Reading passage:
╔══
To the extent that algorithmic decision-making systems result in violations of fairness that is not unlawful in terms of DPbD, the obligation does not apply. In that case, a design approach could be based on ethical considerations. In the next subsection I will discuss fair computing as an example of ‘fairness by design’ that may in part be warranted under the legal obligation of DPbD and in part be based on a ‘by design’ approach to ethical issues around fairness in computing.

11.3.2 Fairness by design and ‘fair computing’ paradigms

Before heading into ‘fairness by design’ I need to address two preliminary issues.


Having drawn attention to these preliminary issues, I believe that it is nevertheless pivotal to invest in researching and exploring ‘fairness by design’. Section 10.1.2 has provided an analysis of discrimination in parole decisions that are based on proprietary software, demonstrating that different people and organizations frame the issue of fairness differently, ending up in a deadlock between those who claim statistical objectivity and those who argue that individual persons are in point of fact wrongly discriminated against, due to aggregate profiles that do not apply to them (the fact that 87 per cent of black people recidivize does not mean that every black person has a chance of 87 per cent to recidivize). Here we see the crucial difference between (1) ethical notions of unfairness that are by definition contestable; (2) legal notions of unfairness that are reasonably circumscribed but remain contestable on legal (p.306) grounds; and (3) computational notions of unfairness that are necessarily disambiguated to cater to the need to formalize.

Note that I have shifted from addressing fairness to addressing unfairness, because in a design context it may be a bit pretentious to claim that one can design ‘fairness’, whereas a sustained and systematic effort to design against unfairness will also keep us alert to new types of unfairness. Binary logic fails us here; the fact that something is not unfair (in some particular sense of the term) does not imply that it is fair (in all senses of the term). Fairness is what Gallie would term an essentially contested concept that requires vigilance and acuity rather than closure.

The point of this exercise is to develop mutual respect for the difference between ethical, legal, and computational notions of fairness and unfairness. To demonstrate what I mean with such mutual respect, I will sketch three approaches to the use of the COMPAS software: an ethical ‘by design’ approach, a legal ‘by design’ approach, and a computational ‘by design’ approach. Before doing so, I explain the background of the decisions supported by COMPAS. The case of COMPAS

When deciding about whether to detain or release a criminal defendant or a criminal offender, courts in the United States assess the likelihood of recidivism. This may concern pre-trial decisions (probation), trial decisions (sentencing), and post-trial decisions on early release (parole). These decisions are to some extent discretionary, meaning the court is not bound by strict legal conditions (this may differ per state, and for sentencing stricter rules may apply). A high likelihood of recidivism is one of the factors weighing in on a decision to detain or release the defendant (who is awaiting trial), or of the offender (who was convicted and awaits sentencing or has been detained but is eligible for early release).
╚══
Dataset excerpts:
╔══
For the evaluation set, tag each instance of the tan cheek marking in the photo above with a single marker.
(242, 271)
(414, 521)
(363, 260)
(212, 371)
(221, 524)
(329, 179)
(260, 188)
╚══
╔══
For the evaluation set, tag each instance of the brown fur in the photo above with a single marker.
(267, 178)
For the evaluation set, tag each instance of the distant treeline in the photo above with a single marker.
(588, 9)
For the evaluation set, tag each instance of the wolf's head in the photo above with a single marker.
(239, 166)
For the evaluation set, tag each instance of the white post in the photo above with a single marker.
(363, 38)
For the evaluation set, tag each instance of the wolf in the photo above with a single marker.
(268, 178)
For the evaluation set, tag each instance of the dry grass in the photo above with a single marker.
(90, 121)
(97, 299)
╚══
╔══
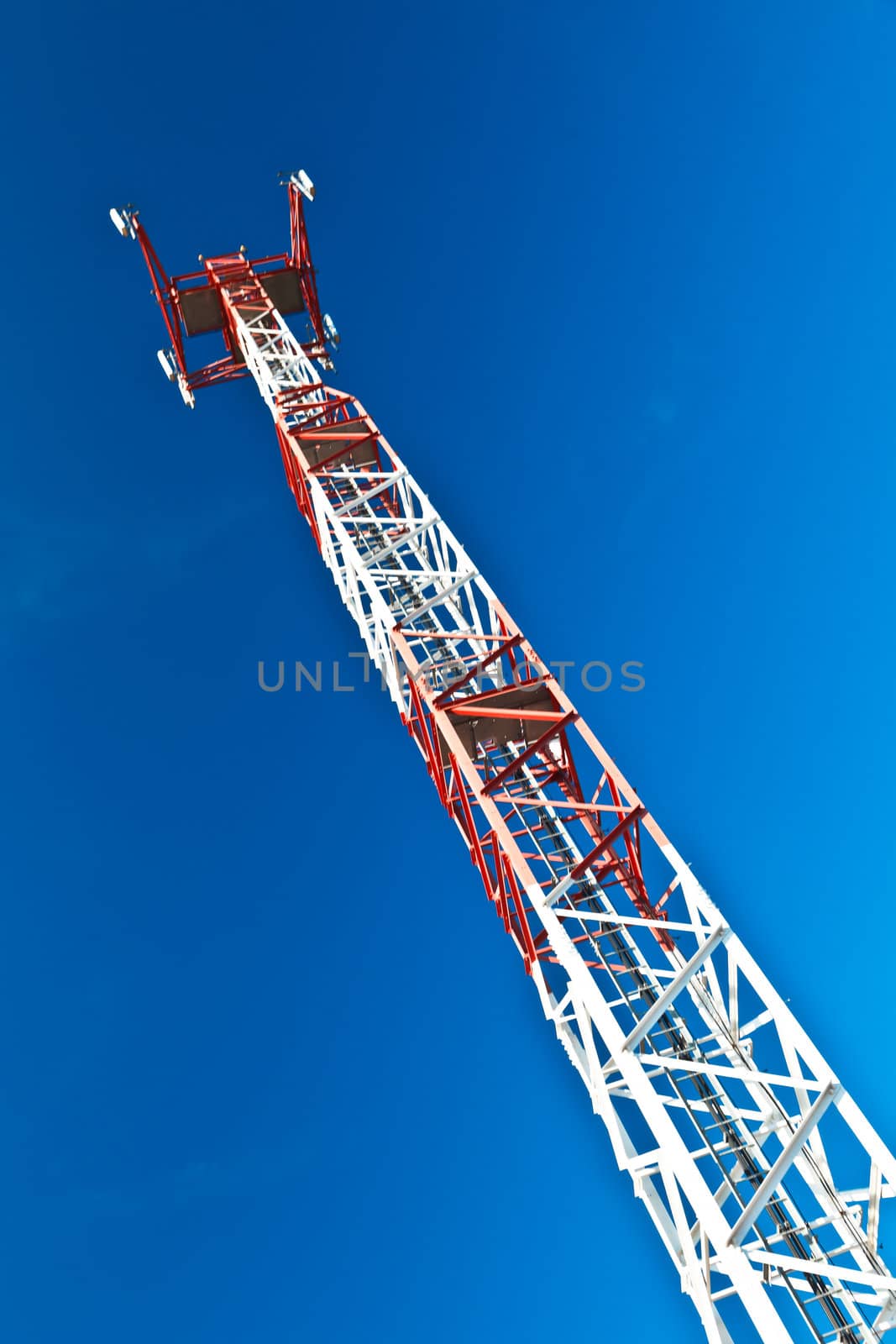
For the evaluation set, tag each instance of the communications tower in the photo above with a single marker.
╚══
Problems and tasks:
a: In the passage on fairness by design, which three kinds of court decisions may involve assessing the likelihood of recidivism?
b: Count the lines of the records that contain the string "marker", treating case as significant, and give only the number.
The passage and the records come from unrelated sources.

Solutions in order:
a: Pre-trial decisions (probation), trial decisions (sentencing), and post-trial decisions on early release (parole).

b: 8